When it is decided that a disconnected flow line is included (step S108; Yes), the coupling unit 109 repeatedly performs coupling processing (step S110) on the disconnected flow lines ML_1 to ML_4 (step S109; loop D).

Specifically, in the coupling processing (step S110), the coupling unit 109 decides whether the conditions A to G described above are satisfied for each combination of the disconnected flow lines ML_1 to ML_4. Then, when the conditions A to G are satisfied, the coupling unit 109 merges the groups, and also couples the end portions of the flow lines between the merged groups.

Herein, in the example in FIG. 10, the end portions ML_1S and ML_2S are based on the image at the common time T5, and the end portions ML_3E and ML_4E are based on the image at the common time T3. Since it is impossible that an identical person is captured in an overlapping manner in an image at a common time, processing of merging and coupling does not need to be performed on a combination of flow lines including end portions based on an image at a common time.

TASK DIRECTIONS:
Copy out the passage on coupling disconnected flow lines word for word.

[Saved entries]
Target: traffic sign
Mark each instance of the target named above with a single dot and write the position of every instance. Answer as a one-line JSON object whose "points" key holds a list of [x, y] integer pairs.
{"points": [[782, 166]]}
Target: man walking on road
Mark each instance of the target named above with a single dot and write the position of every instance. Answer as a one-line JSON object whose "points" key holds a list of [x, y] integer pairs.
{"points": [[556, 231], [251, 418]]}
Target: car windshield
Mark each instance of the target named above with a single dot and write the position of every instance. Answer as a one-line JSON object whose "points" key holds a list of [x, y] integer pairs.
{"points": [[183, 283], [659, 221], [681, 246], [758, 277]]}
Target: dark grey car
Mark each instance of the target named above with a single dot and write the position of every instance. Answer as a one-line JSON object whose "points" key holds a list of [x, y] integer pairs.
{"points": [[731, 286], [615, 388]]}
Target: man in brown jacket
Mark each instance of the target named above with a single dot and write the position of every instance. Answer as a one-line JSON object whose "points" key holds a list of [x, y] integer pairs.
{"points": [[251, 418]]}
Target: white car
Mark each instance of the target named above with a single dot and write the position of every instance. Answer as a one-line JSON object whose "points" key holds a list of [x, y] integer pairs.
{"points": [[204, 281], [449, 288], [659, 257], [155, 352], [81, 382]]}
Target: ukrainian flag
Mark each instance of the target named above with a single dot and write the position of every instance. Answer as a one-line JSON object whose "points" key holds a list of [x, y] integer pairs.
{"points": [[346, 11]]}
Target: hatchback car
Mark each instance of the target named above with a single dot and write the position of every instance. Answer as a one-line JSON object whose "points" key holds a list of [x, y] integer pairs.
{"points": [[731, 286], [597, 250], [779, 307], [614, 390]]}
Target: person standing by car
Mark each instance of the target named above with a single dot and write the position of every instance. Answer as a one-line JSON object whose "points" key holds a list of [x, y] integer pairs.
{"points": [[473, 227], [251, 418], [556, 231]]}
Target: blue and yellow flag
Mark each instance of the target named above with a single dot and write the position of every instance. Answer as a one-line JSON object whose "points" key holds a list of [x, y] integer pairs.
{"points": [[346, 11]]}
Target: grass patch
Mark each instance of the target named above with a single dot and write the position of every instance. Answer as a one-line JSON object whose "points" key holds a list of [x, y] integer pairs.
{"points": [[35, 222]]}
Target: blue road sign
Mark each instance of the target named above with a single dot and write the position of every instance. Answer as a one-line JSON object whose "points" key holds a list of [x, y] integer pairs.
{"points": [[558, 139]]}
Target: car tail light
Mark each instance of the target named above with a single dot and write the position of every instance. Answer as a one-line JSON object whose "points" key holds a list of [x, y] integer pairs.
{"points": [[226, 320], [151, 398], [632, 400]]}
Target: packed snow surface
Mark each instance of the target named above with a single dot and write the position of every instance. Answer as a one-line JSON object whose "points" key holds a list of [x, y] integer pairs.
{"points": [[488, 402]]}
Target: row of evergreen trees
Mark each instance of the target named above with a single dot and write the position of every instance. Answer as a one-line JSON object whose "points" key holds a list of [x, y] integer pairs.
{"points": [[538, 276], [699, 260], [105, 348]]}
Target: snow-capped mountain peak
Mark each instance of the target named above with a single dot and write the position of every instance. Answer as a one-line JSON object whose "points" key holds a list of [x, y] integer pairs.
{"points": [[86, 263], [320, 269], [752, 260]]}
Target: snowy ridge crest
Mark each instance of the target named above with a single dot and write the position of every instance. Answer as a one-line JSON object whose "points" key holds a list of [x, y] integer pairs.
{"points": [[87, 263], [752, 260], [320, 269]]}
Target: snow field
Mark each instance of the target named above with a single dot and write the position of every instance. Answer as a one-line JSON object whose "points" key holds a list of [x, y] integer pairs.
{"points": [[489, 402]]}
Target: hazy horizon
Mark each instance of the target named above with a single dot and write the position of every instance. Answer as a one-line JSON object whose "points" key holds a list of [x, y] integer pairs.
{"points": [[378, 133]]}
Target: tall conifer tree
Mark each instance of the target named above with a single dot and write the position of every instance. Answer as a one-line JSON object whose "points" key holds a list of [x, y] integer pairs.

EXPECTED ANSWER:
When it is decided that a disconnected flow line is included (step S108; Yes), the coupling unit 109 repeatedly performs coupling processing (step S110) on the disconnected flow lines ML_1 to ML_4 (step S109; loop D).

Specifically, in the coupling processing (step S110), the coupling unit 109 decides whether the conditions A to G described above are satisfied for each combination of the disconnected flow lines ML_1 to ML_4. Then, when the conditions A to G are satisfied, the coupling unit 109 merges the groups, and also couples the end portions of the flow lines between the merged groups.

Herein, in the example in FIG. 10, the end portions ML_1S and ML_2S are based on the image at the common time T5, and the end portions ML_3E and ML_4E are based on the image at the common time T3. Since it is impossible that an identical person is captured in an overlapping manner in an image at a common time, processing of merging and coupling does not need to be performed on a combination of flow lines including end portions based on an image at a common time.